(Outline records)
......

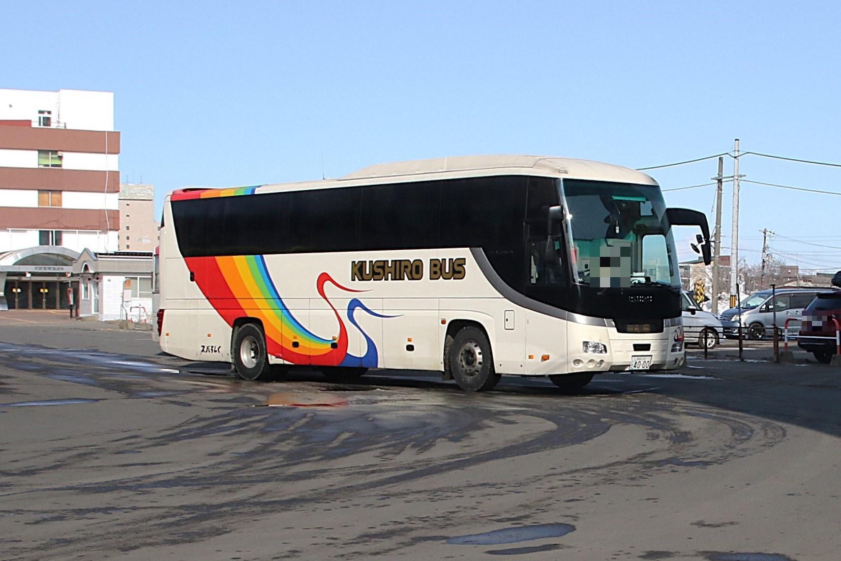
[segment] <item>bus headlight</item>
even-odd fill
[[[607,345],[597,341],[584,341],[584,352],[590,354],[607,354]]]

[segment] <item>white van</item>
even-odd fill
[[[697,344],[704,348],[706,341],[706,348],[711,349],[718,344],[722,335],[722,322],[710,312],[705,312],[698,307],[688,294],[683,293],[682,297],[684,337],[686,344]]]

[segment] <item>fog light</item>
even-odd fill
[[[606,354],[607,353],[607,345],[604,343],[600,343],[597,341],[584,341],[584,352],[590,354]]]

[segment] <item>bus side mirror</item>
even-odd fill
[[[709,265],[712,262],[712,250],[710,247],[710,225],[706,222],[706,215],[698,210],[690,209],[666,209],[666,218],[669,224],[673,226],[698,226],[701,228],[700,244],[701,255],[704,257],[704,264]]]

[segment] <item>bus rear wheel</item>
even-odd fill
[[[488,391],[500,381],[490,341],[482,330],[473,325],[462,327],[452,338],[449,366],[456,384],[464,391]]]
[[[581,388],[590,384],[590,381],[593,379],[593,374],[586,373],[580,374],[552,374],[549,376],[549,379],[563,391],[573,392],[581,389]]]
[[[266,336],[256,324],[246,323],[236,330],[233,355],[236,373],[242,379],[265,380],[270,377]]]

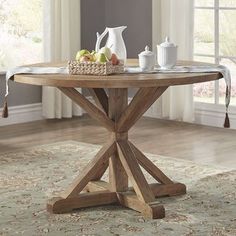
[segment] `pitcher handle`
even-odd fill
[[[104,32],[103,32],[101,35],[97,32],[97,42],[96,42],[96,46],[95,46],[95,51],[96,51],[96,52],[99,51],[101,41],[102,41],[102,39],[105,37],[105,35],[107,34],[107,32],[108,32],[108,28],[106,28],[106,29],[104,30]]]

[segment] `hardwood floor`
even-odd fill
[[[106,130],[88,116],[0,127],[1,153],[75,140],[103,144]],[[236,168],[236,130],[142,118],[130,132],[142,151],[197,163]]]

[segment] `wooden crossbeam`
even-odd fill
[[[117,193],[117,198],[121,205],[141,212],[146,218],[162,219],[165,217],[165,208],[157,201],[144,203],[136,195],[129,192]]]
[[[109,157],[112,156],[115,151],[115,143],[108,143],[107,145],[103,146],[94,159],[89,162],[81,174],[73,181],[69,188],[61,194],[61,197],[71,198],[78,196],[78,194],[85,188],[88,182],[94,179],[97,171],[106,165]]]
[[[102,88],[87,88],[87,90],[92,95],[97,106],[108,114],[108,97],[105,90]]]
[[[155,197],[139,167],[139,164],[128,142],[118,141],[117,143],[119,158],[133,184],[134,190],[139,200],[146,203],[154,201]]]
[[[105,128],[110,131],[114,131],[114,122],[108,118],[108,116],[93,105],[87,98],[80,94],[74,88],[63,88],[59,87],[65,95],[67,95],[73,102],[82,107],[92,118],[99,121]]]
[[[108,89],[109,95],[109,118],[116,123],[120,118],[123,110],[128,105],[128,90],[127,89]],[[128,134],[118,135],[116,132],[113,133],[114,141],[117,139],[127,139]],[[109,183],[112,191],[120,192],[125,191],[128,188],[128,176],[125,172],[123,165],[118,156],[118,152],[109,160]]]
[[[172,184],[173,181],[169,179],[157,166],[155,166],[138,148],[136,148],[130,141],[129,144],[139,162],[139,164],[158,182],[162,184]]]
[[[117,131],[128,131],[166,89],[167,87],[140,88],[120,117]]]
[[[47,203],[47,210],[54,214],[71,212],[78,208],[109,205],[117,203],[115,192],[97,191],[93,193],[81,193],[72,198],[52,198]]]

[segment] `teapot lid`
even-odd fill
[[[165,42],[160,44],[160,46],[161,47],[176,47],[176,45],[170,42],[170,38],[168,36],[165,38]]]
[[[146,46],[146,47],[145,47],[145,51],[141,52],[139,55],[140,55],[140,56],[153,56],[154,53],[149,50],[149,47],[148,47],[148,46]]]

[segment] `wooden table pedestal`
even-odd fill
[[[156,198],[185,194],[186,186],[174,183],[155,166],[129,141],[128,131],[167,87],[140,88],[130,104],[128,88],[109,88],[107,93],[103,88],[88,88],[96,105],[75,88],[58,88],[107,128],[111,136],[61,196],[48,201],[48,211],[66,213],[78,208],[120,204],[148,218],[163,218],[165,209]],[[157,183],[148,184],[140,166]],[[101,177],[107,168],[109,182],[104,182]],[[128,179],[133,187],[128,187]]]

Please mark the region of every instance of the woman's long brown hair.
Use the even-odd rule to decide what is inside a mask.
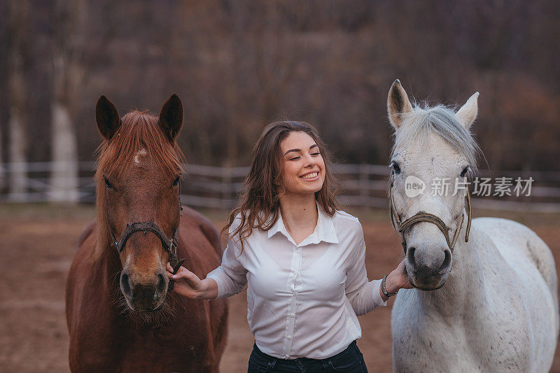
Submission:
[[[278,220],[284,165],[280,143],[290,132],[305,132],[318,146],[325,162],[325,181],[321,190],[315,193],[315,199],[330,216],[340,209],[335,199],[338,182],[331,171],[330,155],[317,130],[302,122],[287,120],[271,123],[265,128],[255,145],[251,170],[244,181],[239,202],[222,230],[222,233],[227,234],[236,217],[239,216],[239,225],[229,235],[230,238],[238,237],[241,251],[244,240],[251,235],[253,228],[267,231]]]

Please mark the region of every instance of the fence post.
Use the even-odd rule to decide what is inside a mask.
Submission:
[[[222,208],[229,210],[232,208],[232,168],[222,167]]]
[[[360,209],[366,210],[368,207],[368,197],[370,195],[369,188],[368,188],[370,174],[368,173],[368,164],[363,163],[360,164],[360,199],[361,200]]]

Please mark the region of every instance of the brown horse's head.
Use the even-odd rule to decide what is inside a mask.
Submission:
[[[107,250],[114,251],[109,255],[118,253],[114,241],[118,242],[127,227],[134,223],[151,222],[172,237],[179,225],[178,184],[183,160],[175,142],[183,123],[181,100],[172,95],[159,118],[134,111],[121,118],[115,106],[102,96],[95,118],[104,138],[95,174],[96,255],[106,254]],[[156,311],[163,305],[169,253],[162,239],[149,230],[138,231],[118,248],[122,266],[120,291],[133,311]]]

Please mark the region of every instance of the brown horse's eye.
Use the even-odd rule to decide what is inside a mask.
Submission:
[[[113,185],[111,185],[109,181],[105,176],[103,176],[103,179],[105,181],[105,185],[106,185],[108,189],[113,189]]]

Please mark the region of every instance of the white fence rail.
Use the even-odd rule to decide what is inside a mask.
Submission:
[[[25,191],[10,192],[8,181],[10,173],[20,169],[21,164],[0,164],[0,202],[44,202],[50,200],[53,192],[50,185],[52,162],[31,162],[25,164],[27,170],[27,184]],[[80,163],[78,190],[79,201],[92,203],[95,200],[95,183],[93,180],[95,164],[92,162]],[[237,192],[248,167],[217,167],[200,164],[187,164],[186,177],[181,187],[183,202],[193,207],[229,209],[236,203]],[[339,201],[349,206],[386,209],[387,182],[389,169],[386,165],[377,164],[335,164],[335,170],[340,180],[342,194]],[[486,209],[560,212],[560,172],[503,171],[494,173],[499,176],[528,178],[534,181],[531,196],[479,197],[473,196],[472,204],[477,208]],[[487,171],[480,176],[489,177]],[[2,176],[0,176],[2,177]],[[472,187],[471,187],[472,190]]]

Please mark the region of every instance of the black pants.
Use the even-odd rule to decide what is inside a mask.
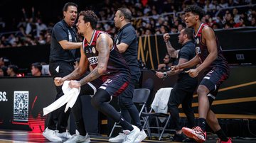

......

▶ **WORK TO COMPLETE**
Pull out each line of the material above that includes the string "segment", and list those lines in their original order.

▶ **SOLUTION**
[segment] <item>bus headlight</item>
[segment] <item>white van</item>
[segment] <item>fog light</item>
[segment] <item>bus side mirror</item>
[segment] <item>bus rear wheel</item>
[segment] `pitcher handle`
[segment] `hardwood floor`
[segment] `wooden crossbeam`
[segment] `teapot lid`
[segment] `wooden table pedestal`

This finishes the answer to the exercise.